*What is expected:*
Each line from the one that contains "Can you find the jagged" to the end of the material must be quoted exactly; include both end lines and nothing else.

*Data section:*
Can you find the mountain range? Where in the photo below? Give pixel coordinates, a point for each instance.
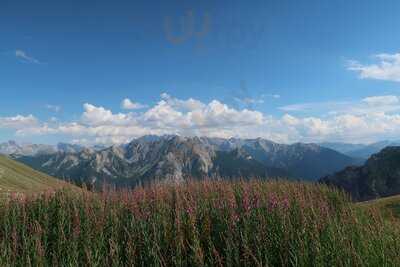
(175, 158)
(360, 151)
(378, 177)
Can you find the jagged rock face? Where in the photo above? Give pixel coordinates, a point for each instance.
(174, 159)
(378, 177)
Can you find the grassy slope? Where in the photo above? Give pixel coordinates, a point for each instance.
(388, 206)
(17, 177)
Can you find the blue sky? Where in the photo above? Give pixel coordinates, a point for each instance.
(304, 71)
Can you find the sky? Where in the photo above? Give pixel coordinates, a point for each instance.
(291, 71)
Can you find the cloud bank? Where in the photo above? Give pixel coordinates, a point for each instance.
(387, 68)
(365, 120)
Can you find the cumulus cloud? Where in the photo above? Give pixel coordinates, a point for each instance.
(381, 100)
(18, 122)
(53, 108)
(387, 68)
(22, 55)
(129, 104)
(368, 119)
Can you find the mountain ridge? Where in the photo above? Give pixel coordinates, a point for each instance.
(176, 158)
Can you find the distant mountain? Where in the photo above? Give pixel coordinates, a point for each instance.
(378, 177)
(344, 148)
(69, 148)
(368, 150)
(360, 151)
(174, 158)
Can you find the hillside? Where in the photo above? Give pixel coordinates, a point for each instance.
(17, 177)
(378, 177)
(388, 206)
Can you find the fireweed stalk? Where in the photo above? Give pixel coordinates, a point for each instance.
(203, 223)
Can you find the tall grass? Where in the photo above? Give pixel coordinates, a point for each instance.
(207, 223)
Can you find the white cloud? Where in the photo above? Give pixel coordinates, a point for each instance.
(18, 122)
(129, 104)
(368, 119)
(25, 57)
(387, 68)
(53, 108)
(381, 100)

*Answer for the task:*
Can you find the jagged rock face? Where in the photo above? Give pixel coordinates, a point for each instance.
(174, 159)
(378, 177)
Can you find the grassy slope? Where in the photo above? Give pixel coordinates, a point for each instance.
(388, 206)
(17, 177)
Can you find the blue sky? Where in the photo above? Give pixel coordinates, a point for each instance.
(304, 71)
Can you find the sky? Where in the photo above? Give pixel coordinates, a point for each instance.
(291, 71)
Can you find the cloud bank? Where in the photo above? Give pixel coordinates, a point for each instance.
(387, 68)
(365, 120)
Can you find the cumulus cloud? Where in the photo above? Give pixel coordinates, a point for each instance.
(381, 100)
(18, 122)
(53, 108)
(387, 68)
(22, 55)
(129, 104)
(368, 119)
Can you find the mountain ridge? Where in the photo above? Give pixel coordinates, a point for each instance.
(176, 158)
Can you find the distant mountain? Where in the photo above? Give pixel coordinates, a point for each instance.
(378, 177)
(344, 148)
(69, 148)
(368, 150)
(360, 151)
(174, 158)
Can you find the hillside? Where in the photo above? Give pixel coordinates, a point for each instance.
(17, 177)
(378, 177)
(388, 206)
Can you find the fireweed stalk? Where in the photo above? Give pixel coordinates, a point for each instance.
(203, 223)
Can you find the tall grass? Where in the photo above? Give pixel coordinates, a point for each instance.
(207, 223)
Can you find the white cloud? Where in the photo above? Give pixel coordinates, a point for each instance.
(18, 122)
(129, 104)
(368, 119)
(25, 57)
(387, 68)
(53, 108)
(381, 100)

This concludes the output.